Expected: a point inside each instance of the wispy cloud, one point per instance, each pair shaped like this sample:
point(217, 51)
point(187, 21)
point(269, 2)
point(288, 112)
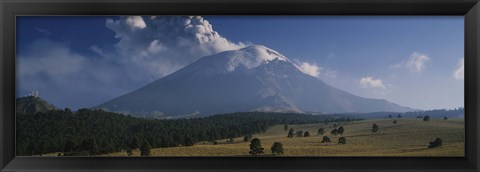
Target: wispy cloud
point(370, 82)
point(415, 63)
point(458, 73)
point(148, 48)
point(311, 69)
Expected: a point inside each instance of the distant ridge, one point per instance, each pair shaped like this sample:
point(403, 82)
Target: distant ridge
point(32, 105)
point(254, 78)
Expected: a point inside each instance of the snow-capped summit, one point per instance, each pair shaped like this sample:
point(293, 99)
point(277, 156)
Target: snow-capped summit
point(254, 78)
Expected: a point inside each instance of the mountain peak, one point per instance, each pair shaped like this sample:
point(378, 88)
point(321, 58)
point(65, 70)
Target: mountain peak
point(248, 57)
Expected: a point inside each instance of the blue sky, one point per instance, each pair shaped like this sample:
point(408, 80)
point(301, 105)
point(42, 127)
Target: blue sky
point(414, 61)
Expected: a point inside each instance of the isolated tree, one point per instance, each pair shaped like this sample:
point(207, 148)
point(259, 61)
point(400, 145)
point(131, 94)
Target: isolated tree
point(188, 141)
point(290, 133)
point(375, 128)
point(300, 133)
point(426, 118)
point(129, 152)
point(69, 147)
point(134, 144)
point(145, 149)
point(255, 147)
point(342, 140)
point(326, 139)
point(341, 130)
point(437, 143)
point(277, 148)
point(306, 134)
point(321, 131)
point(334, 132)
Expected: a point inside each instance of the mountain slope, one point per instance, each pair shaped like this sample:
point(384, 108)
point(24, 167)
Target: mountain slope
point(248, 79)
point(31, 105)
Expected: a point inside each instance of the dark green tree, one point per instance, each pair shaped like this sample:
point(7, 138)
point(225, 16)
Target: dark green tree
point(145, 149)
point(255, 147)
point(300, 133)
point(69, 148)
point(129, 152)
point(426, 118)
point(321, 131)
point(188, 141)
point(342, 140)
point(375, 128)
point(134, 144)
point(326, 139)
point(436, 143)
point(341, 130)
point(277, 148)
point(334, 132)
point(290, 133)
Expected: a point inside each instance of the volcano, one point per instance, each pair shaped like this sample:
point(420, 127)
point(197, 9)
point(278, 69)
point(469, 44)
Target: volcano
point(253, 78)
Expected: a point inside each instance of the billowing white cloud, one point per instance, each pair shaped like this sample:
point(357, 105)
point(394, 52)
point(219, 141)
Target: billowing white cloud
point(135, 22)
point(417, 61)
point(148, 48)
point(370, 82)
point(166, 43)
point(458, 73)
point(311, 69)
• • • •
WHAT IS NEEDED. Reproduce all of the records above word for word, leaving out the pictures.

THE RESPONSE.
Expected: a point inside each instance of the wispy cloud, one point per instance, each pair shaped like this sample:
point(217, 51)
point(187, 21)
point(269, 2)
point(288, 112)
Target: wispy cloud
point(370, 82)
point(415, 63)
point(458, 73)
point(148, 48)
point(311, 69)
Expected: a point inside each instance of the distant ridge, one point per instance, each pair shaped like this sample:
point(403, 82)
Target: distant ridge
point(32, 105)
point(254, 78)
Expected: a point inside each instance of the snow-capped summit, one point per instance, each pair shaped like this sample:
point(293, 99)
point(277, 156)
Target: snow-capped summit
point(254, 78)
Expected: a point inside each instance of the mountain peak, one point per instance, each pair shaped like this sample:
point(378, 88)
point(321, 58)
point(65, 70)
Target: mountain peak
point(248, 57)
Expected: a point inside each instance of the blue sky, one point per instance, each pair shaped like this sample:
point(408, 80)
point(301, 105)
point(42, 127)
Target: blue sky
point(414, 61)
Expected: a point inside each instance of the isolated tree, one point per instance, each pair shaped like this sample:
point(207, 148)
point(259, 61)
point(400, 145)
point(131, 94)
Target: isolated tree
point(188, 141)
point(290, 133)
point(375, 128)
point(300, 133)
point(426, 118)
point(129, 152)
point(69, 147)
point(134, 144)
point(145, 149)
point(255, 147)
point(342, 140)
point(326, 139)
point(341, 130)
point(437, 143)
point(277, 148)
point(306, 134)
point(321, 131)
point(334, 132)
Expected: a point inside each instance of the mountain slope, one point per instance, each pair shaped like this sample:
point(384, 108)
point(24, 167)
Target: mountain slope
point(248, 79)
point(31, 105)
Expected: a point inside each instance of the dark green tree, one point per instance, each pair shaped like this sample:
point(7, 138)
point(225, 16)
Target: dark green tree
point(145, 149)
point(255, 147)
point(300, 133)
point(69, 148)
point(129, 152)
point(426, 118)
point(321, 131)
point(188, 141)
point(342, 140)
point(375, 128)
point(134, 144)
point(326, 139)
point(436, 143)
point(341, 130)
point(277, 148)
point(334, 132)
point(290, 133)
Expected: a point inside each instance of the volcano, one point per instance, each pair shaped like this sample:
point(420, 127)
point(197, 9)
point(278, 69)
point(469, 44)
Target: volcano
point(253, 78)
Expected: a point inside each instance of the billowing white cloud, one point per instance, each pair shaped like this sample:
point(357, 105)
point(394, 52)
point(219, 141)
Target: billowing white cloud
point(135, 22)
point(417, 61)
point(148, 48)
point(370, 82)
point(166, 43)
point(458, 73)
point(311, 69)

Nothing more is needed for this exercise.